-- Data for review follows --
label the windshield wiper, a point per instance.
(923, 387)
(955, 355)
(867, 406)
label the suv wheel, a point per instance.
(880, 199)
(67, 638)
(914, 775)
-- Data for review concluded --
In full and without alteration, transcribe the listing above.

▶ [Task output]:
label the windshield wiper, a point per instance.
(923, 387)
(955, 355)
(867, 406)
label the suv wheel, a point per instance.
(880, 199)
(67, 638)
(914, 775)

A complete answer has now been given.